Aufgabe:
Gib aus dem Text über die Gebietsreform in Odenthal die Passage zwischen "Odenthal galt in" und "Bergisch Gladbach interessant." einschließlich dieser beiden Stellen wortgetreu wieder.
##### Ausgewählter Text #####
Der mehrjährige Prozess, der erst am 1. Januar 1975 formal abgeschlossen wurde, war für größere Kommunen willkommener Anlass, die Stadtgrenzen auszudehnen und territoriale Zugewinne zu erzielen. Für viele kleine, bis dahin selbstständige Kommunen wurde die Reform zum Überlebenskampf. Auch die Selbstständigkeit von Odenthal stand zur Disposition.

In Eikamp trafen drei Grenzen aufeinander

Odenthal galt in der Klassifikation der Zeit als sogenannte A-Gemeinde: Der ländlichen Zone zugeordnet hatte sie zentralörtliche Bedeutung für einen Versorgungsbereich zwischen 10.000 und 20.000 Einwohnern. Doch schon in einer frühen Liste mit 22 Vorschlägen der kommunalen Grenzbereinigungen in Rhein-Berg taucht Odenthal auf: Der Ortsteil Schildgen, der zu diesem Zeitpunkt noch zu Odenthal gehört, ist für das nahe Bergisch Gladbach interessant.

Auch Eikamp ist strittig. Hier zeigt sich exemplarisch, warum die Gebietsreform angestoßen wurde: Denn im Dorf treffen gleich drei Grenzen aufeinander: Bergisch Gladbach, Odenthal und Bechen (das später zu Kürten kam). Das hat kuriose Folgen, wie ein Zeitungsbericht aus dem Jahr 1967 beweist, der sich im Gemeindearchiv Odenthal erhalten hat.
##### Datenteil #####
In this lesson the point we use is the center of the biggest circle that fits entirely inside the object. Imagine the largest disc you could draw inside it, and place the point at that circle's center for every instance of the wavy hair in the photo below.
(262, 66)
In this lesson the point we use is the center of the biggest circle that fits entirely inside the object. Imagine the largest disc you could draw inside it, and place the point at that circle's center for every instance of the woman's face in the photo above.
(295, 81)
#####
Lösung:
Odenthal galt in der Klassifikation der Zeit als sogenannte A-Gemeinde: Der ländlichen Zone zugeordnet hatte sie zentralörtliche Bedeutung für einen Versorgungsbereich zwischen 10.000 und 20.000 Einwohnern. Doch schon in einer frühen Liste mit 22 Vorschlägen der kommunalen Grenzbereinigungen in Rhein-Berg taucht Odenthal auf: Der Ortsteil Schildgen, der zu diesem Zeitpunkt noch zu Odenthal gehört, ist für das nahe Bergisch Gladbach interessant.